═════ Supplied data

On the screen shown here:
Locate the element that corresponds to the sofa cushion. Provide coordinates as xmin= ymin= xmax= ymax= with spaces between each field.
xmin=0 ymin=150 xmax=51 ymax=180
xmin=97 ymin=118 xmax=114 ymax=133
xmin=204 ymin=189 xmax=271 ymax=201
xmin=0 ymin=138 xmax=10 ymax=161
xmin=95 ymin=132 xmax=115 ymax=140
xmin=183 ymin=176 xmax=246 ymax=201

══════════

* _What is required_
Reproduce all the records, exactly and in full.

* _Reply_
On the screen shown here:
Locate the element that corresponds to the sofa cushion. Provide coordinates as xmin= ymin= xmax= ymax= with spaces between each field.
xmin=0 ymin=150 xmax=51 ymax=180
xmin=97 ymin=118 xmax=114 ymax=133
xmin=204 ymin=189 xmax=271 ymax=201
xmin=0 ymin=138 xmax=10 ymax=161
xmin=95 ymin=132 xmax=115 ymax=140
xmin=183 ymin=176 xmax=246 ymax=201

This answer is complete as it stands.